╭─ Document section

You can change the mirror to one closer your country.

Make sure to read:
http://www.freebsd.org/doc/en_US.ISO8859-1/books/handbook/cvsup.html
http://www.freebsd.org/doc/en_US.ISO8859-1/books/handbook/cvs-tags.html
http://www.freebsd.org/doc/en_US.ISO8859-1/books/handbook/current-stable.html


----------



## phoenix (Mar 25, 2010)

DutchDaemon said:
			
		

> Ok  I thought there was a way to stay on a specific X.Y-STABLE branch (which I've never done, so I guess I invented my own RELENG scheme!).



7-STABLE and 7.3-STABLE are currently the same thing.

RELENG_7 is the tag to use.

If you upgrade to RELENG_7 after installing 7.0 and before 7.1 is released, uname will show 7.0-STABLE.

If you upgrade to RELENG_7 after installing 7.1 and before 7.2 is released, uname will show 7.1-STABLE.

If you upgrade to RELENG_7 after installing 7.2 and before 7.3 is released, uname will show 7.2-STABLE.

╰─
╭─ Provided records

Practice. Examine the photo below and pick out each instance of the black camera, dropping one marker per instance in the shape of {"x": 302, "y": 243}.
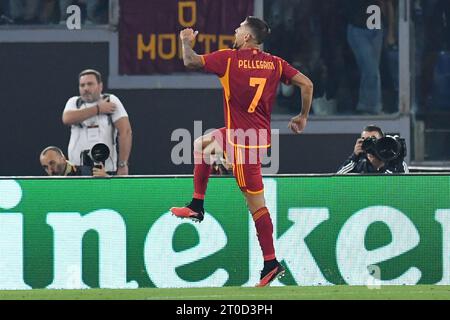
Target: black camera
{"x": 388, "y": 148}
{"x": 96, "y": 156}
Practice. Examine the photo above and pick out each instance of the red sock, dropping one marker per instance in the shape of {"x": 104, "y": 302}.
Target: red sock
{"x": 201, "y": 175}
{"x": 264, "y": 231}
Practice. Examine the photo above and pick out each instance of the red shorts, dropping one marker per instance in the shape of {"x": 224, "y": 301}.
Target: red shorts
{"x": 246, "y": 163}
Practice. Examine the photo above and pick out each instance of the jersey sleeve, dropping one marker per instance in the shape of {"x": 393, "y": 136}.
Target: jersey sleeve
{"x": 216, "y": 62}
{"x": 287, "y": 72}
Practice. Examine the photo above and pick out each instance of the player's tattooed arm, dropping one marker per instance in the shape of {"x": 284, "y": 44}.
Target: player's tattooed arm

╰─
╭─ Provided records

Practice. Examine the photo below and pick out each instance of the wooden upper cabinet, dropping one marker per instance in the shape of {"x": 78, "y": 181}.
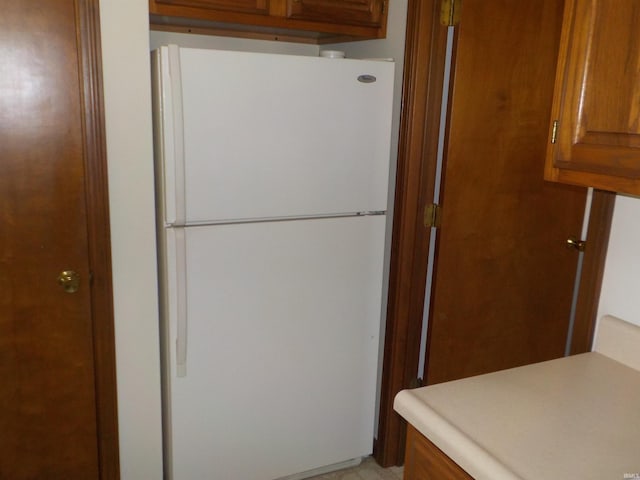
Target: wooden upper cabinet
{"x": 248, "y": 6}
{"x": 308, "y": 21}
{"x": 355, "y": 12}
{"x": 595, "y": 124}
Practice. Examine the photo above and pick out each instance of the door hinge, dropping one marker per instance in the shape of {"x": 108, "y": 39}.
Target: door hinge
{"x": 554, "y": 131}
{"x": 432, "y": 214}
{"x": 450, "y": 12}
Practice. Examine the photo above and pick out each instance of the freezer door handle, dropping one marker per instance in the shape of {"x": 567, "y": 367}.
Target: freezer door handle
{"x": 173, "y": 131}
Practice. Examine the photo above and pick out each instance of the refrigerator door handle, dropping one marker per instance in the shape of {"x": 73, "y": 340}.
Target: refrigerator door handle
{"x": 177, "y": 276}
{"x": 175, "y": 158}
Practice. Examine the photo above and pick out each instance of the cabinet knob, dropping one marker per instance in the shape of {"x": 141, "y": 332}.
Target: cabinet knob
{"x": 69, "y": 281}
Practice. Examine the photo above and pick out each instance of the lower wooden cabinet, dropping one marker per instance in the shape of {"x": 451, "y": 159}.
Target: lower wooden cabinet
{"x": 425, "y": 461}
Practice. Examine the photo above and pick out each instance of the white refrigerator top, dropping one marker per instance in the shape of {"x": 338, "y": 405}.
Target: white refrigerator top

╰─
╭─ Provided records

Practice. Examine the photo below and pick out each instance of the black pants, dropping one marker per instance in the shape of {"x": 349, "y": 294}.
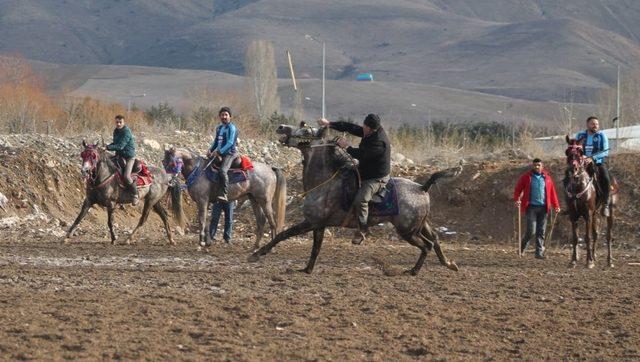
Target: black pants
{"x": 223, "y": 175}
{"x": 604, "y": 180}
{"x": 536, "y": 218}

╰─

### Tasks for this exercise
1: In the FreeBSD branch-tracking discussion, which tag should be used to follow 7-STABLE?
2: Continue the FreeBSD branch-tracking discussion after its final sentence.

### Expected results
1: RELENG_7

2:
If you upgrade to RELENG_7 after installing 7.3 and before 7.4 is released, uname will show 7.3-STABLE.

IOW, uname will show the last released version of FreeBSD since you upgraded to -STABLE (there's more to it than that, but that's the gist of it).  It's just to show a rough idea of "when" in the stable dev process you upgraded.  Otherwise, how could people distinguish between "7-STABLE" from 2 years ago and "7-STABLE" from 2 days ago?

Addendum:  DD, maybe you're thinking of the security branches, RELENG_X_Y, which is -RELEASE+security fixes+major/uber-important fixes?


----------



## crackerzjack (Mar 26, 2010)

All thx for the answer.... and problem now solved....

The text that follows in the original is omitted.